REQUIREMENT: From the line that contains "point(1101, 26)" to the last line of the entries, set down each line exactly as written, both ends included, with nothing else.
++++ INFORMATION SHOWN ++++
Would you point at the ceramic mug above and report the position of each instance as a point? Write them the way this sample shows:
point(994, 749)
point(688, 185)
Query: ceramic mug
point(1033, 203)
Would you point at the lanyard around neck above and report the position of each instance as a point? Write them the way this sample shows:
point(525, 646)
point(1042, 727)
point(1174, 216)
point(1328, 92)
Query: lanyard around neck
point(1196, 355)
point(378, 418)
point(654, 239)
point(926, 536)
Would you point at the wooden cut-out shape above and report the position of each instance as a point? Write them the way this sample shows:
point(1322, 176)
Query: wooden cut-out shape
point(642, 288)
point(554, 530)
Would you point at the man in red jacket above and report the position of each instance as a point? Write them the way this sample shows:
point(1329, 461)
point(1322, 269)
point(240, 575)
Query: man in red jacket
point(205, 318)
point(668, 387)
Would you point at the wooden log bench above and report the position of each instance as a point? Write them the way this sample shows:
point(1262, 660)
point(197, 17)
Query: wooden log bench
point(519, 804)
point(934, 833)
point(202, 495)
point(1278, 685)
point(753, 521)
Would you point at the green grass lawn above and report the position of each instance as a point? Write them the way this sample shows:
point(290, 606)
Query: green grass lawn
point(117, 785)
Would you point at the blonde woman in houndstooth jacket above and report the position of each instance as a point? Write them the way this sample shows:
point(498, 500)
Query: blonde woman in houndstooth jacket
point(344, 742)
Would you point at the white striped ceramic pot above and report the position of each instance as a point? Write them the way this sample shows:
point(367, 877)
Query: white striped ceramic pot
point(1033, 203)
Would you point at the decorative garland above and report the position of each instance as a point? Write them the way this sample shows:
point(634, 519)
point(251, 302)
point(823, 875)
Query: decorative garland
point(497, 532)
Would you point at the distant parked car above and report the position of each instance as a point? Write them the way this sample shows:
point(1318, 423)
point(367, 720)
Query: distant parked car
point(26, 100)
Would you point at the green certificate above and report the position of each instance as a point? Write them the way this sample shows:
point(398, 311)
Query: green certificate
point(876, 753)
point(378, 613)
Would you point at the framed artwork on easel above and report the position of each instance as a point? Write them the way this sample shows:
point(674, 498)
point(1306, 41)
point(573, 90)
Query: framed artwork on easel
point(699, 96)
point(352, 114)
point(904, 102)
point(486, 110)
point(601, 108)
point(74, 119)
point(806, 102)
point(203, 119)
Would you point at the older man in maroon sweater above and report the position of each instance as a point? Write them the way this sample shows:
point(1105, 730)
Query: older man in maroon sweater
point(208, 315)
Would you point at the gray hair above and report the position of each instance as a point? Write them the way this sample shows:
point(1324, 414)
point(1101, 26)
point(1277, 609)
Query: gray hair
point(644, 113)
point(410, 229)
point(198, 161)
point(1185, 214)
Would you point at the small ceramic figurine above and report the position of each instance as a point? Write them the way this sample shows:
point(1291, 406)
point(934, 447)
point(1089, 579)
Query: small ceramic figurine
++++
ANSWER TO THE PROBLEM:
point(1101, 26)
point(1277, 609)
Query: gray hair
point(644, 113)
point(410, 229)
point(198, 161)
point(1185, 214)
Would you point at the small ceramic figurine above and report the position of each instance as a point? Write them the way this sample shows:
point(1291, 406)
point(934, 447)
point(1089, 579)
Query: small ceramic figurine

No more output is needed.